Data shown:
* Begin *

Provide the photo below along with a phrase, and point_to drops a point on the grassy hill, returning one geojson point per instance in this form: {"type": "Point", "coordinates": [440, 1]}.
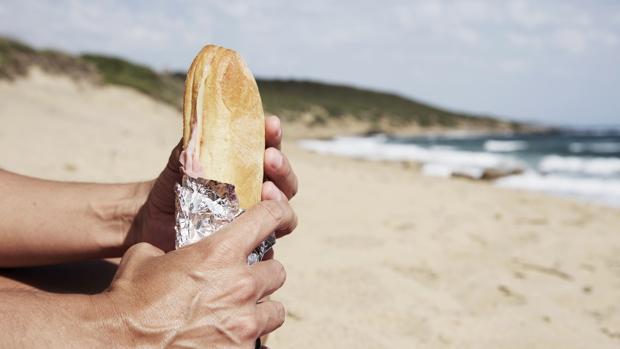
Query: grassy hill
{"type": "Point", "coordinates": [314, 102]}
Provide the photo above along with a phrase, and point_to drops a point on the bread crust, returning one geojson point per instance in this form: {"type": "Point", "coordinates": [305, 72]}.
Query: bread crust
{"type": "Point", "coordinates": [222, 109]}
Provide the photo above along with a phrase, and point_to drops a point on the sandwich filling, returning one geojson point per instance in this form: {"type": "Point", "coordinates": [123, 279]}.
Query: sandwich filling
{"type": "Point", "coordinates": [190, 162]}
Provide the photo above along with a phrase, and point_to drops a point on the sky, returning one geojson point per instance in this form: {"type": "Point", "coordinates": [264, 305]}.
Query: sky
{"type": "Point", "coordinates": [553, 62]}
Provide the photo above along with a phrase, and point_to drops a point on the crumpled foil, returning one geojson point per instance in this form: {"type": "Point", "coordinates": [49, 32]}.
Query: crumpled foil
{"type": "Point", "coordinates": [204, 206]}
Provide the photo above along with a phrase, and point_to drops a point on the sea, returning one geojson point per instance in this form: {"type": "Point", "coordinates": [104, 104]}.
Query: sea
{"type": "Point", "coordinates": [580, 164]}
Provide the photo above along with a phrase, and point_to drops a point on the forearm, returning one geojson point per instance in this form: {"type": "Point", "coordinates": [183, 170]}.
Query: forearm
{"type": "Point", "coordinates": [43, 222]}
{"type": "Point", "coordinates": [33, 319]}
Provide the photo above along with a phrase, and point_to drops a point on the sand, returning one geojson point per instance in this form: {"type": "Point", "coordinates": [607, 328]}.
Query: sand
{"type": "Point", "coordinates": [383, 257]}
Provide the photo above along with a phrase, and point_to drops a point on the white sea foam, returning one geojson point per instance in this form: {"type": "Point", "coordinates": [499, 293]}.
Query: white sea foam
{"type": "Point", "coordinates": [594, 147]}
{"type": "Point", "coordinates": [594, 166]}
{"type": "Point", "coordinates": [600, 190]}
{"type": "Point", "coordinates": [438, 162]}
{"type": "Point", "coordinates": [499, 146]}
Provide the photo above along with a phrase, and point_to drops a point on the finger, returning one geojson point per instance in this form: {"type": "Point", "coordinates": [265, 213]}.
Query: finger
{"type": "Point", "coordinates": [256, 224]}
{"type": "Point", "coordinates": [269, 254]}
{"type": "Point", "coordinates": [269, 275]}
{"type": "Point", "coordinates": [271, 315]}
{"type": "Point", "coordinates": [279, 171]}
{"type": "Point", "coordinates": [271, 192]}
{"type": "Point", "coordinates": [273, 132]}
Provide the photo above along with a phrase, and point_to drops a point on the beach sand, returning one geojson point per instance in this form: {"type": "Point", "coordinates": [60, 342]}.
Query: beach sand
{"type": "Point", "coordinates": [383, 257]}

* End *

Short exercise:
Each record above must be returned exactly as written, with its pictures omitted.

Answer in full:
Provide the photo below along with a phrase, and point_to drops a point on the grassy hill, returning one geojson point per instance in this form: {"type": "Point", "coordinates": [440, 1]}.
Query: grassy hill
{"type": "Point", "coordinates": [314, 102]}
Provide the photo above along with a phrase, and point_to drops a point on the bread crust, returning one geojson point per instance in this form: {"type": "Point", "coordinates": [305, 72]}.
Query: bread crust
{"type": "Point", "coordinates": [222, 109]}
Provide the photo above along with a phrase, and point_to drops a point on the sandwich filling, returning one geojson point per instance in this form: {"type": "Point", "coordinates": [123, 279]}.
Query: sandwich filling
{"type": "Point", "coordinates": [190, 162]}
Provide the photo above along with a phrase, and point_to drops a point on the sky, returning one geojson point per instance in this form: {"type": "Point", "coordinates": [264, 305]}.
Query: sky
{"type": "Point", "coordinates": [553, 62]}
Provide the photo above along with a phrase, and point_to drops a point on the crumpled foil, returning one geojson point per instance in this form: {"type": "Point", "coordinates": [49, 32]}.
Query: crumpled foil
{"type": "Point", "coordinates": [204, 206]}
Provide the photo above along with a phrase, and point_to drops a point on the sea, returning one geojson point per instance in this form: {"type": "Point", "coordinates": [104, 104]}.
Query: sea
{"type": "Point", "coordinates": [580, 164]}
Provide the photo above along with a phrase, and point_to drops a point on the forearm, returning one geojson point per instance in this form: {"type": "Point", "coordinates": [183, 170]}.
Query: forearm
{"type": "Point", "coordinates": [43, 222]}
{"type": "Point", "coordinates": [33, 319]}
Provide the photo above along with a phrase, and point_to drops a point on the sand, returning one geojson point per instance in this form: {"type": "Point", "coordinates": [607, 328]}.
Query: sand
{"type": "Point", "coordinates": [383, 257]}
Provide the photo above along with a phrase, and point_to drops a point on the white sea foam, returning one geojson point per instance in this form: {"type": "Point", "coordinates": [499, 293]}.
Query: white sea foam
{"type": "Point", "coordinates": [594, 147]}
{"type": "Point", "coordinates": [594, 166]}
{"type": "Point", "coordinates": [600, 190]}
{"type": "Point", "coordinates": [438, 162]}
{"type": "Point", "coordinates": [499, 146]}
Provide the photo above along with a phrase, and point_to drops a point on the finger, returning one geojson point per instance in this form: {"type": "Point", "coordinates": [265, 213]}.
Query: finger
{"type": "Point", "coordinates": [256, 224]}
{"type": "Point", "coordinates": [269, 254]}
{"type": "Point", "coordinates": [269, 275]}
{"type": "Point", "coordinates": [271, 315]}
{"type": "Point", "coordinates": [279, 171]}
{"type": "Point", "coordinates": [271, 192]}
{"type": "Point", "coordinates": [273, 132]}
Provide the photo above along with a phrase, and point_to drops a point on the beach sand, returning one geojson point per instance in this form: {"type": "Point", "coordinates": [60, 342]}.
Query: beach sand
{"type": "Point", "coordinates": [383, 257]}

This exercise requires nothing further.